Reproduce, word for word, the portion of the essay on AI and learning between "AI is obviously" and "comes with it.", inclusive.

**TEXT SHOWN:**

┌──

Every time I try to look something up, Gemini gets there first. It slides AI-written answers above every Google search, with tidy summaries and bright links that lead exactly where it wants you to go. ChatGPT launched on November 30, 2022, during my freshman year, and it hit a million users in less than a week. By the time my sophomore year began, more than 100 million people were using it. OpenAI has gone further, releasing its own browser, built so ChatGPT doesn’t just answer questions but reads, summarizes, and acts on your behalf. It remembers what you view, anticipates what you’ll want, and folds your habits into its logic.


AI is obviously impressive. I use it the way most of my friends do to make sense of something, to test an idea, or to get unstuck. What I’m skeptical of is the guilt it’s wrapped in and the shrinking of curiosity that comes with it.


The difference in how people talk about AI is what gets me. It could’ve been the first real chance for students and teachers to learn something new side by side. Now, teachers are in private Google Docs figuring out how to automate grading, and students in private tabs trying to figure out how not to get caught. The irony is that both sides are learning from the same bot, just in different tones of shame.


If we’re going to teach “AI literacy,” we should begin with honesty. It’s already part of how everyone learns. The real question is whether we admit it. Who gets to call it learning and who gets called a cheater?

└──

**DATA BELOW:**
┌──

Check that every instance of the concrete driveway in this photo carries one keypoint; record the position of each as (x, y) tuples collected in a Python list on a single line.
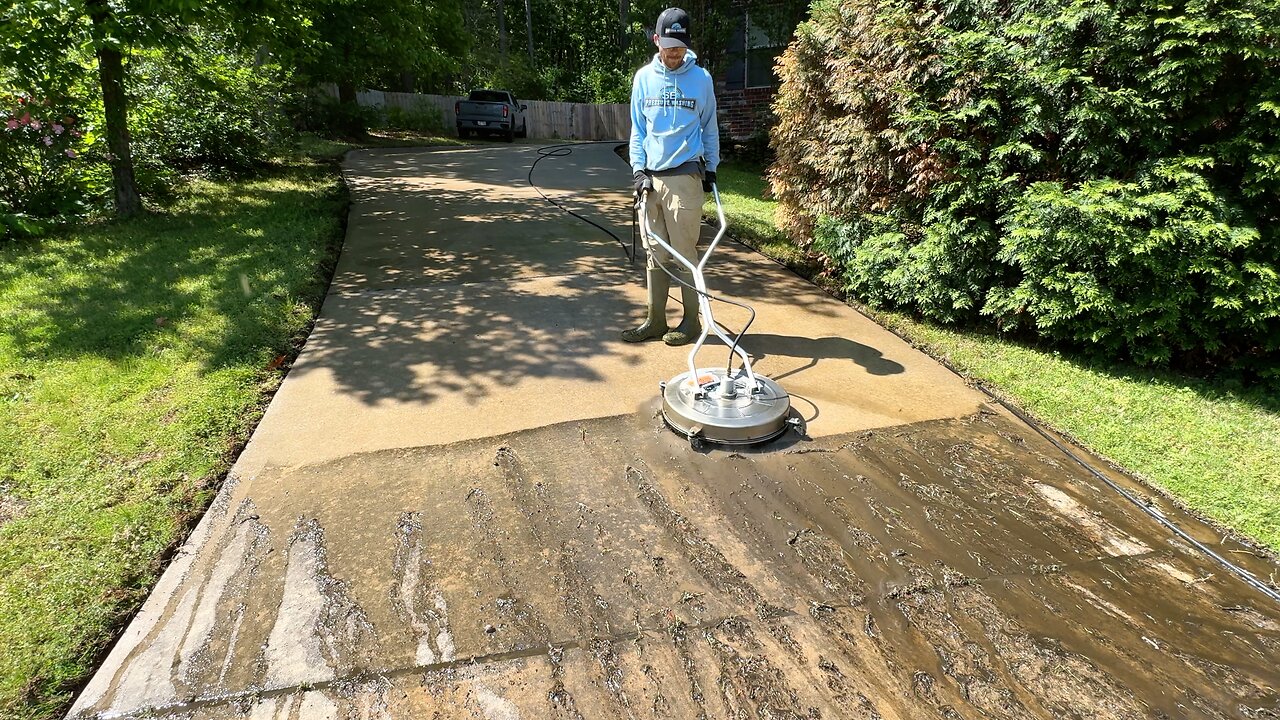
[(461, 504)]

└──

**TASK SOLUTION:**
AI is obviously impressive. I use it the way most of my friends do to make sense of something, to test an idea, or to get unstuck. What I’m skeptical of is the guilt it’s wrapped in and the shrinking of curiosity that comes with it.